Travail demandé
Résumez plus brièvement le paragraphe du texte de la page qui commence par « Nous avons calculé », en conservant ses faits principaux.

:: Texte de la page

Scénario no 2 – Le TCS à 35 % des dépenses des provinces et des territoires
Nous avons calculé de combien il faudrait augmenter le TCS pour couvrir 35 % des dépenses de santé des provinces et territoires (c’est le pourcentage demandé par les gouvernements provinciaux et territoriaux) et avons constaté qu’au cours de l’exercice 2023-2024, il faudrait augmenter le TCS de 75 % pour répondre à 35 % des besoins de financement. Cela correspond à une augmentation de 34 milliards de dollars du TCS.

::::
:: Les données

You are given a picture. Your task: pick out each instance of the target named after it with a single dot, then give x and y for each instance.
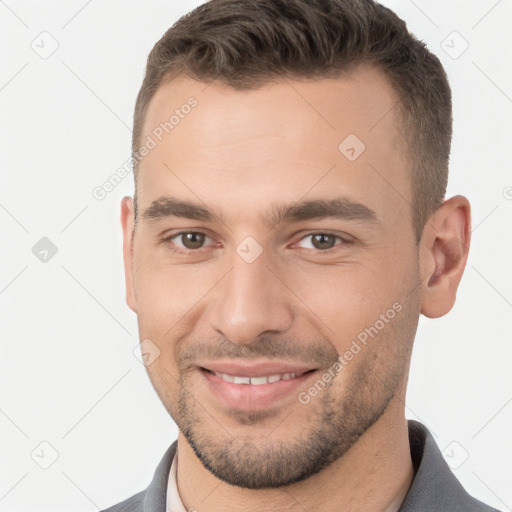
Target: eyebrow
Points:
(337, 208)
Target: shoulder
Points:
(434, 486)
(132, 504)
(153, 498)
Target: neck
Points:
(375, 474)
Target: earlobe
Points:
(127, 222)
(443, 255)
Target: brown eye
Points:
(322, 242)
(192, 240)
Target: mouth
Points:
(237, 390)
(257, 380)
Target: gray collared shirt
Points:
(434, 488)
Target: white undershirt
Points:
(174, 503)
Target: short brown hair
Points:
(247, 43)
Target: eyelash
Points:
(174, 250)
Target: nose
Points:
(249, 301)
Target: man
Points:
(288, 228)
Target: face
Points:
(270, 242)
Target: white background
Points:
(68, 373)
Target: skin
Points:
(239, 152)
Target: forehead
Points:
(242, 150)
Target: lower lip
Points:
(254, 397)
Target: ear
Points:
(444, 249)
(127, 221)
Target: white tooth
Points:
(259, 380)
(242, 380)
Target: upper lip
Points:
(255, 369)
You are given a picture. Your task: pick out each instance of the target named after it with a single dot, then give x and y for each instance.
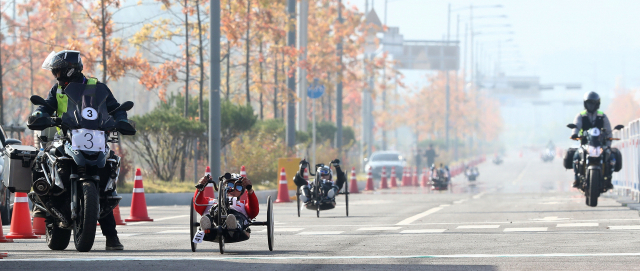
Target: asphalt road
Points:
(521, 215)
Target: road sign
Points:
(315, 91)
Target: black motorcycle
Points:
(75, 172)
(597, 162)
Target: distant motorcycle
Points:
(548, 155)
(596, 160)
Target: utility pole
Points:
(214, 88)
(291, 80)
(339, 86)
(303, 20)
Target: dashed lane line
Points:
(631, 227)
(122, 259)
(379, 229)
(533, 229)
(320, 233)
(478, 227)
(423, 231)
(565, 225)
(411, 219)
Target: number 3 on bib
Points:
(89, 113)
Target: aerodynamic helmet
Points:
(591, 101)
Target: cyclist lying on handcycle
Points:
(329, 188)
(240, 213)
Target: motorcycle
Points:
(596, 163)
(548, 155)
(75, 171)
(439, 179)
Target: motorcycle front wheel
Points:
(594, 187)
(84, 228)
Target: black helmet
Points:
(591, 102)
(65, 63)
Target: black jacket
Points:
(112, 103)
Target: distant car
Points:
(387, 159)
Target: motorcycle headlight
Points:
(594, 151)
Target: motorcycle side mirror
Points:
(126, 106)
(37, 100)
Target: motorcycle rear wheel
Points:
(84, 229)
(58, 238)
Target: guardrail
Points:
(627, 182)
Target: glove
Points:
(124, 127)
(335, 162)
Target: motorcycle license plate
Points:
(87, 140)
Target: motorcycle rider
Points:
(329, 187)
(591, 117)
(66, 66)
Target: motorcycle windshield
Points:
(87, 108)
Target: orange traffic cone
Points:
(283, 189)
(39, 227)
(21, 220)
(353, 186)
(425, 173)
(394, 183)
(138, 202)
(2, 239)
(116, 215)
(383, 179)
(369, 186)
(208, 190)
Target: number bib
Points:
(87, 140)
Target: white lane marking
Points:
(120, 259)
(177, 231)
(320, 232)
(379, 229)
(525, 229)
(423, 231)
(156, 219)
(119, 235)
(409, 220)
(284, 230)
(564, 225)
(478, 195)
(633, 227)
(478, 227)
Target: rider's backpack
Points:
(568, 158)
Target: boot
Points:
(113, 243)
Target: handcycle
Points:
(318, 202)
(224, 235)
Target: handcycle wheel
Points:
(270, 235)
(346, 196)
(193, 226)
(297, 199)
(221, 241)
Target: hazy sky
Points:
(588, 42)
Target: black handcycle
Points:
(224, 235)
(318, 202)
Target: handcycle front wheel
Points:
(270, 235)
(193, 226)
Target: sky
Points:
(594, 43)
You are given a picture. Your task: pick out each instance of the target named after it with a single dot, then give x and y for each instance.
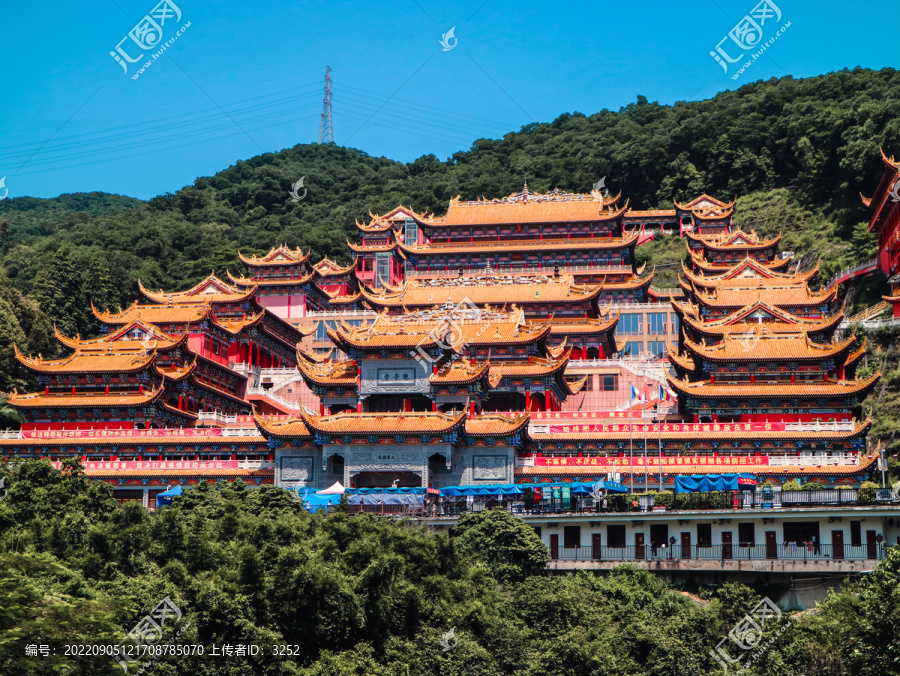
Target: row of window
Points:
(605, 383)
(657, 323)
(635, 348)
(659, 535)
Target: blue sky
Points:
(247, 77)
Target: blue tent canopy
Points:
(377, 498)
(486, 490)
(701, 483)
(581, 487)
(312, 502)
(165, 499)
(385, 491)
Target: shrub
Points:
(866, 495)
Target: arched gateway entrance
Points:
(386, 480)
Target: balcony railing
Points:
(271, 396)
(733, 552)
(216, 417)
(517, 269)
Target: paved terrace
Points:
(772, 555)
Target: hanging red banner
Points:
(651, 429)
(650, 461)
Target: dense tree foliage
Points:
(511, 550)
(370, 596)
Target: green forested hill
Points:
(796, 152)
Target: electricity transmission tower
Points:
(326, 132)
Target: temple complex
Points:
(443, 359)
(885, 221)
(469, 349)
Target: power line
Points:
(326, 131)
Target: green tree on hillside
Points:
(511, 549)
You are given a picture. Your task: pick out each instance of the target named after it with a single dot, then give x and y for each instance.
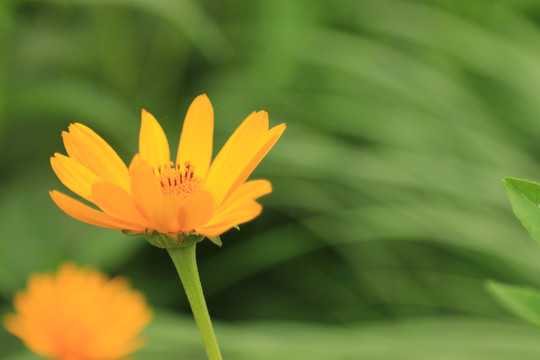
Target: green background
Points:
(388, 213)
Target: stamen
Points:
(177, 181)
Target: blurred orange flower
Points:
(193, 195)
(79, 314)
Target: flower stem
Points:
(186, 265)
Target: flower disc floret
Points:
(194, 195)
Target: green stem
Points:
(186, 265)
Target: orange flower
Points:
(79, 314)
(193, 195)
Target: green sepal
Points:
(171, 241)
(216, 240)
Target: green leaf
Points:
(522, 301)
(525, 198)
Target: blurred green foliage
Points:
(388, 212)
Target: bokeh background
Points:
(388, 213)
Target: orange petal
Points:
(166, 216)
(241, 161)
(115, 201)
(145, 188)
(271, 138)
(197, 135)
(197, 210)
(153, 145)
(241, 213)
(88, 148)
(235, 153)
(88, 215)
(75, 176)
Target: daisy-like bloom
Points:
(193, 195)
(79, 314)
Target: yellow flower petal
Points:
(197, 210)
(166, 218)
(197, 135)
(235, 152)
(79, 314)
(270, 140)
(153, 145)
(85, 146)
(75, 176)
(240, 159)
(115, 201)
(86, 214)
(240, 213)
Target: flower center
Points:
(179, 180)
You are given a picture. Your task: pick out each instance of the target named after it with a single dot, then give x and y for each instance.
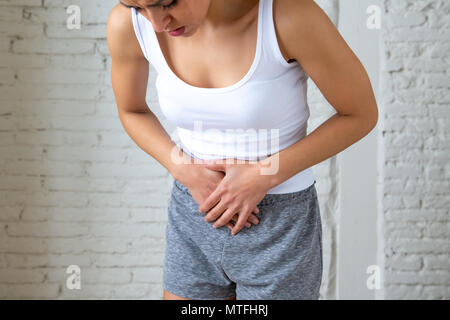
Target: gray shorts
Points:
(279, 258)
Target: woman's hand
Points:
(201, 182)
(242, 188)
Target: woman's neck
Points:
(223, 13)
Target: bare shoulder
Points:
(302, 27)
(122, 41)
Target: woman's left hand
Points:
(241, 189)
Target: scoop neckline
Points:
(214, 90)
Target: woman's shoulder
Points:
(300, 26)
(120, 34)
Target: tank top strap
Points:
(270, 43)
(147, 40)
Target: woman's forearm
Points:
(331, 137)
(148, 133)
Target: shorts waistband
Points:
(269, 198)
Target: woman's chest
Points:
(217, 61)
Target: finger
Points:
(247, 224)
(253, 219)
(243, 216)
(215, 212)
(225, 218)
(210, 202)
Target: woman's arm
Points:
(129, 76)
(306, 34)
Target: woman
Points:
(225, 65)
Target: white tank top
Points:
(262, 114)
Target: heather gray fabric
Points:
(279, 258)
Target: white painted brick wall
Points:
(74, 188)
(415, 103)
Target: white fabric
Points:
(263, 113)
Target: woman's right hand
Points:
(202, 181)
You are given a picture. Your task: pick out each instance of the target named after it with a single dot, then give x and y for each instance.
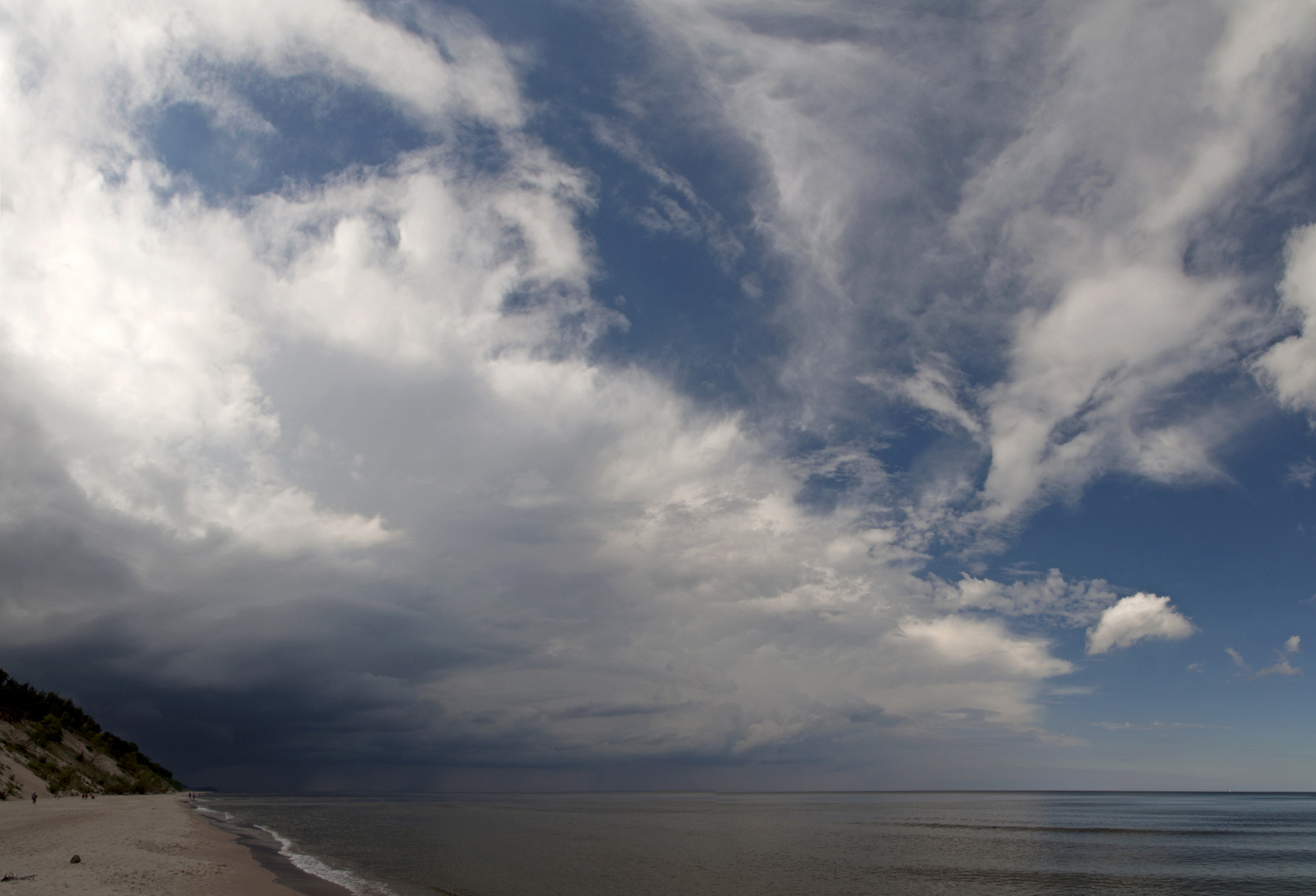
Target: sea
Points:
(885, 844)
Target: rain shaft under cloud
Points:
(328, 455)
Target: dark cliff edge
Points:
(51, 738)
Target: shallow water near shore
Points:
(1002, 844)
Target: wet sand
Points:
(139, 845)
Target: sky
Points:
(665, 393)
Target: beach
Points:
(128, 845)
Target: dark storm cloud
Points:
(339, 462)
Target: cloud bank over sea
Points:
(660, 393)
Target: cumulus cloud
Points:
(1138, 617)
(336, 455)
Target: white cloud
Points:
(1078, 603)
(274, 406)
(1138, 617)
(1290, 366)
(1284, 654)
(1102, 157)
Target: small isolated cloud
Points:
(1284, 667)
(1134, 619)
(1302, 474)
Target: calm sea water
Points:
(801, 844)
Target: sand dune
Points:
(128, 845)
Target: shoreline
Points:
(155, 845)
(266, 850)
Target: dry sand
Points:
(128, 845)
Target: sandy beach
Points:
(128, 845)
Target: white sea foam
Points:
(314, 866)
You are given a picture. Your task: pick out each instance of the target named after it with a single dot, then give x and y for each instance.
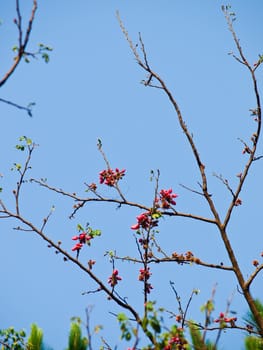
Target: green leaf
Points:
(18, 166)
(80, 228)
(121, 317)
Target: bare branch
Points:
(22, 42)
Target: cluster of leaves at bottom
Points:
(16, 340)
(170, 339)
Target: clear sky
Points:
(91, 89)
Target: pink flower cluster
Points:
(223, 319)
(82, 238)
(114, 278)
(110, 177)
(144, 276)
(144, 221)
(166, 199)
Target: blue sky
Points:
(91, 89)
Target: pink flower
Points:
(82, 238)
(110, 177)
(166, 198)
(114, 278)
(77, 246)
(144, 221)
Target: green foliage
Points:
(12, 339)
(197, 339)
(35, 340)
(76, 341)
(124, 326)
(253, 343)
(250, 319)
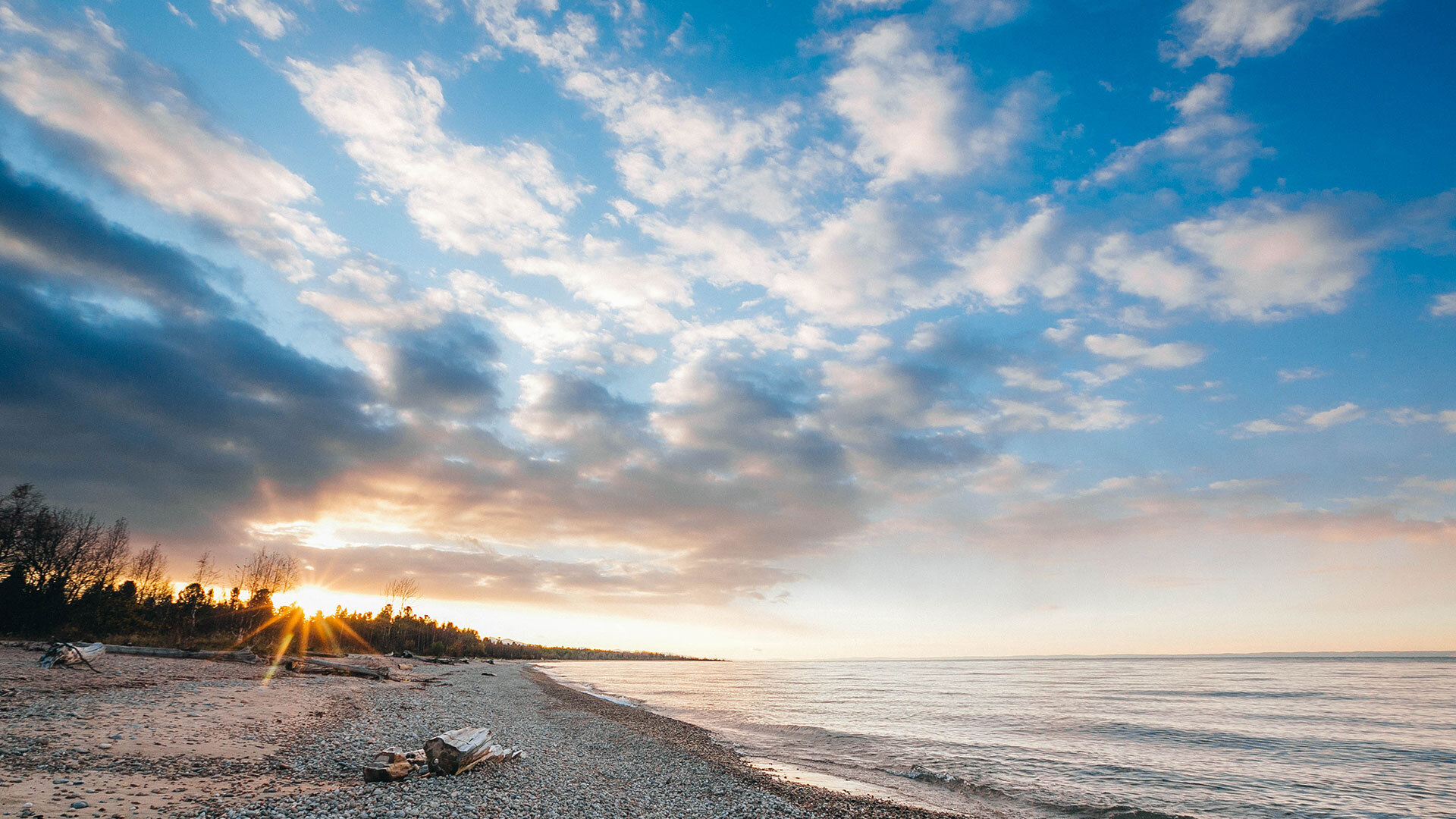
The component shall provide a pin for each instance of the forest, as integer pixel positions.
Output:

::::

Zone de réponse
Pour que le TCS couvre 35 % des dépenses de santé des provinces et territoires, pourcentage demandé par leurs gouvernements, il faudrait l'augmenter de 75 % pour l'exercice 2023-2024, soit une hausse de 34 milliards de dollars.